> **RECORDS SUPPLIED**
********

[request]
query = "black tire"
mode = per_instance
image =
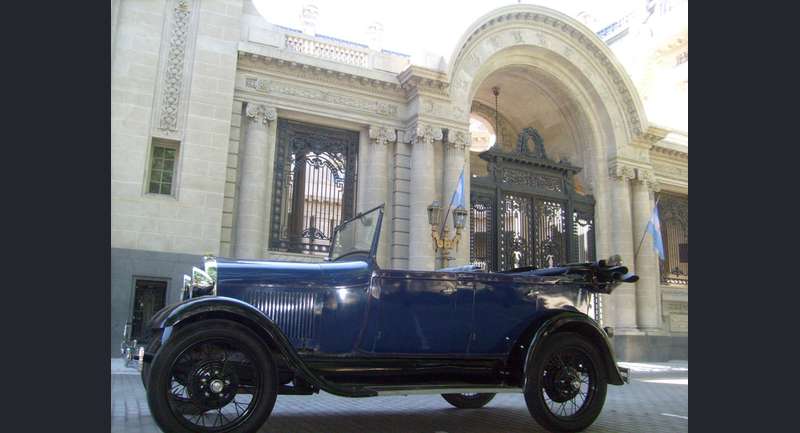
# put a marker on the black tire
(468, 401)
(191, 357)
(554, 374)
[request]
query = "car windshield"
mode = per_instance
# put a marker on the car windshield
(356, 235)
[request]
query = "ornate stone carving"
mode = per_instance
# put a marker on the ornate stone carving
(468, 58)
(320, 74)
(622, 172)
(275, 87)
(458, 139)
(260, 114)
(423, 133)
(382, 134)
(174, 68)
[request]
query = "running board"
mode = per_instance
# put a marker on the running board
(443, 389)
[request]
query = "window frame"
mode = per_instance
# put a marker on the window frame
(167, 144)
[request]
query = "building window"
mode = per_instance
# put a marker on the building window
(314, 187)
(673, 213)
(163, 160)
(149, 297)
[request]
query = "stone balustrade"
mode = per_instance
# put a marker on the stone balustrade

********

Leave the pictures out and output the rest of the data word for word.

[request]
query = "black tire"
mode = per_instance
image =
# put a marker on the black tire
(468, 401)
(191, 357)
(554, 374)
[request]
query = "car windshield"
mode = per_instance
# put a marker on the car windshield
(356, 235)
[request]
query = "ornate stone carving"
mode = per_instance
# put a marker on the ornate stone carving
(468, 58)
(320, 74)
(622, 172)
(275, 87)
(458, 139)
(260, 114)
(423, 133)
(382, 134)
(174, 68)
[request]
query = "running board"
mode = per_instance
# put a marker on the running board
(443, 389)
[request]
query = "window frame"
mode = per_instance
# put a marker on the window frame
(167, 144)
[request]
query = "building window"
mode = per_instance
# put a marker on the building window
(314, 187)
(673, 213)
(163, 160)
(149, 297)
[request]
query = "stone balustrade"
mode = per_instance
# put a marker on the stone balustrade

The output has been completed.